== Source document

Chaptered like his journal, the film jumps to certain days on the island, although this stop-start rhythm does interrupt the momentum towards the end of the film. As it builds to a close, you realise that there wasn’t too much story to be revealed anyhow, and yet it manages to do a lot with such a simple idea.

The Real Charlie Chaplin (2022)

Written for RAF News Feb 2022

From rags to riches; a silent movie megastar to a political voice; from abuser to family man – The Real Charlie Chaplin endeavours to shine a light on the many faces of this icon.

The Real Charlie Chaplin Review: An Ambitious Attempt To Quantify a Legend

The film opens with the rush of Chaplin fever. A global sensation in which this bowler-hat wearing, toothbrush moustached Little Tramp character could be recognised anywhere, known as Charlot across some parts of Europe, or rather more tellingly as Professor Alcohol in Japan. This documentary looks at the creation of the character (plus the lawsuits surrounding) gives an overview of his films, and offers a few glimpses behind the curtain by way of reconstructed archive interviews, including a rare profile of the man himself.

Looking at Charlie’s destitute upbringing in East London, his drive for success in vaudeville and subsequent hit films, the parallels between his life on and off screen become very apparent and make the emotion of his performances all the more resonant. Whilst The Great Dictator was the first time he leant a voice to the Tramp, to combat the rising power of Adolf Hitler by preaching a message of love, it would also lead Chaplin to speaking out more publicly, landing him in the spotlight accused of being a Communist sympathiser.

The documentary deserves to be celebrated in the way that it tackles the dark and looming past of Chaplin and his relationships. Not treating the subject as simply scandal, but acknowledging the flawed man by way of his ex-wife’s testimony, it reveals accusations of serious abuse. Without dropping the thread of the film to demonise, or brush aside these accusations and continue to deify, the film admirably works this into the picture it has created thus far, accepting and separating the man from his work. 

The title of the film suggests an exposé, but comes to rest on the fact that there is no one true account, instead offering a mosaic of information. Whilst the content is not too in-depth, it is always a pleasure to watch scenes from Chaplin’s iconic films and be reminded of the finessed brilliance of his slapstick comedy.

Shadow in the Cloud (2022)

Written for RAF News Jan 2022

Despite the PSA at the start of the film insisting that ‘gremlins’ are just an excuse made for human error, Officer Maud Garrett (Chloë Grace Moretz) has herself a window seat on a B-17 Bomber where something doesn’t seem right.

Set in 1943, Garrett jumps aboard The Fool’s Errand on the runway, insisting to the incredulous crew that she is not only a member of the RAF, but intended for this vessel with shoebox-sized cargo that is fragile and completely confidential. With many clearly not having seen a ‘dame’ in some time, she is mocked, harassed and given the only available seat in the form of a turret below deck. 

We spend the first half of the film crammed into this tight space with Maud listening to the rowdy lads above through the comms. By honing the focus on Maud and what she sees from this vantage point, the film makes a decision that is creatively minimal. The idea of ‘something on the wing of the plane’ has been seen before in The Twilight Zone, but here it is placed in the context of a small paranoid unit, willing to right off the warning of gremlins as female hysteria. And yet much like The Twilight Zone, the film manages to pack in a load of twists and turns along the way as Maud’s secrets begin to spill out.

Once the film reaches the midpoint, what seemed like a budgetary decision in the beginning is revealed as an artistic choice as impressive effects come into play. It may lose its horror film tension, but it is happy to change shape and shift genre, becoming more of a mindless monster movie with a feminist streak. Embracing its silliness the fun is hard to deny as things go full tilt and the laws of physics go out the window.

====
== Provided information

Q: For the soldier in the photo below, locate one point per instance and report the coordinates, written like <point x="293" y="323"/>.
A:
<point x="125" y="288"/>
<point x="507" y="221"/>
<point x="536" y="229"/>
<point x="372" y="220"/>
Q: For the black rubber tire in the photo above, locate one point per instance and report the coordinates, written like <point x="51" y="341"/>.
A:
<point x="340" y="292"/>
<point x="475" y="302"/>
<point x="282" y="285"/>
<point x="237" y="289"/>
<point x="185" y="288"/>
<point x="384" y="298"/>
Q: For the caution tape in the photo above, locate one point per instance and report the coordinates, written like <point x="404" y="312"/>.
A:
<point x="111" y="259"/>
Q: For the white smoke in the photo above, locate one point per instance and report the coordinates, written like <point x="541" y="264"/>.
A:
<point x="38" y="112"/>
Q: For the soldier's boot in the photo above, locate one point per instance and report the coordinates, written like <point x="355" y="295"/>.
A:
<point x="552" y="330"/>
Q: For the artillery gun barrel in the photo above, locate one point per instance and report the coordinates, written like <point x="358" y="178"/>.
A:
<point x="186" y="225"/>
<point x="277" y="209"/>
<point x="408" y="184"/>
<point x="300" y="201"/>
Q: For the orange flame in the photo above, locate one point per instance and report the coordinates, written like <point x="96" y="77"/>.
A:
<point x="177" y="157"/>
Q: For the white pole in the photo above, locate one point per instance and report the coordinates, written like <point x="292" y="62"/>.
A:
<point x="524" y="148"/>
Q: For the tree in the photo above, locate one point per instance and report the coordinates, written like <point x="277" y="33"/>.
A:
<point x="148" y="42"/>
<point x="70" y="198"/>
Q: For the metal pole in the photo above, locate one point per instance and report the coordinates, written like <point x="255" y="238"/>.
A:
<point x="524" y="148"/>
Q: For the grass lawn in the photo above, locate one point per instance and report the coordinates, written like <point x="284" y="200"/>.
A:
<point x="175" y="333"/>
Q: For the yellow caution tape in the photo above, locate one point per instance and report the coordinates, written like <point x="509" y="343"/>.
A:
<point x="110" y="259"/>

====

• [Requirement] Please copy the film reviews word for word, beginning at the words "From rags to" and stopping after "of this icon.". The lines aren't needed here.

• [Answer for this exercise]
From rags to riches; a silent movie megastar to a political voice; from abuser to family man – The Real Charlie Chaplin endeavours to shine a light on the many faces of this icon.